**Stated task A:**
According to the text about Lord Neuberger's retirement, why does stepping down from the UK Supreme Court not mean he is finished working as a judge?
**Stated task B:**
Carry on the text about Lord Neuberger's retirement from the UK Supreme Court, starting after its final sentence.

**Text excerpt:**
= = = = = = =

Lord (David) Neuberger of Abbotsbury reflects on his career having recently stepped down as the President of the UK Supreme Court.
On 4 September 2017, Lord Neuberger of Abbotsbury officially retired from his position as President of the UK Supreme Court (“UKSC”), the top judicial role in the UK. During his five-year tenure as President, he heard some of the most important cases in the UK in recent history (Miller, Nicklinson, etc.) and saw the Supreme Court sit outside of London for the first time ever.
While his stint with the UK’s top court is over, Lord Neuberger has no intention of hanging up his robe for good. In addition to reflecting on his distinguished career and his love for science and the law, he reveals what he intends to do next, which includes continuing his work as a non-permanent judge on the Hong Kong Court of Final Appeal (“CFA“).

= = = = = = =

Saved data entries:
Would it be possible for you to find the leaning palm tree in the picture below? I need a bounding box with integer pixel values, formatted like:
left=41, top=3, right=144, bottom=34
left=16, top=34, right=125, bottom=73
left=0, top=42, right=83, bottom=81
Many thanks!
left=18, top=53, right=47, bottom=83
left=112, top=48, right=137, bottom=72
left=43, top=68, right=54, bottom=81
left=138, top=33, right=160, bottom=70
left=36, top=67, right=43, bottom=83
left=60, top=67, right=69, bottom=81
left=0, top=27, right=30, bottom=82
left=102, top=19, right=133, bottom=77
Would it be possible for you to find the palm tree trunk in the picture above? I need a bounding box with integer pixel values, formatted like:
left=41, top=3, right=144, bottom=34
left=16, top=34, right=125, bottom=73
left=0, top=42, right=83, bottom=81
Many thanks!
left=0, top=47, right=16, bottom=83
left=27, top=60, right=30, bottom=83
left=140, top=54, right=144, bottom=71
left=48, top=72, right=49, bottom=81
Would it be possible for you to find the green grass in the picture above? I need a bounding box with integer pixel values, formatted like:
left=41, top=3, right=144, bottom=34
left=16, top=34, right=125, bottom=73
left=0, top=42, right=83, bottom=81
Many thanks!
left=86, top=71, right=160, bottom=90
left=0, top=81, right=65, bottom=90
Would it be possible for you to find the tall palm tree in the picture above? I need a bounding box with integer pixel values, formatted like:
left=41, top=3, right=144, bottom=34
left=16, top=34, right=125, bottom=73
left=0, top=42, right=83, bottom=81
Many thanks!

= = = = = = =

**Exercise output A:**
Lord Neuberger plans to keep working as a non-permanent judge on the Hong Kong Court of Final Appeal, so leaving the UK Supreme Court does not end his judicial work.

**Exercise output B:**
Lord Neuberger is succeeded by Lady Hale, the first female President of the UK Supreme Court, who was officially sworn in on 2 October 2017.
Obeisance to Science
As a child, Lord Neuberger was brought up to believe that there was no greater achievement than to be a scientist who became a Fellow of the Royal Society. Both his late father and younger brother, Michael, were distinguished biochemists and Fellows of the Royal Society (“FRS”). He explained that two of his father’s proudest moments were when he was elected an FRS in 1951 and when his brother was elected an FRS in 1993.
As a young child, Lord Neuberger would join his father on weekend visits to the Society’s previous premises at Burlington House in Piccadilly. “I remember our occasional visits as being more enjoyable and less drawn out than our equally occasional visits to synagogue. I still have childhood memories of my parents setting off for the Society’s annual dinner on 30November in full fig. At the 1965 dinner, I was allowed to go as my father’s guest instead of my mother, who was unwell, and I recall listening to the first after-dinner speech which I ever heard, from the then-new President, Patrick Blackett,” he reminisced in his November 2015 speech entitled “Science and Law: Contrasts and Cooperation” at the Royal Society in London.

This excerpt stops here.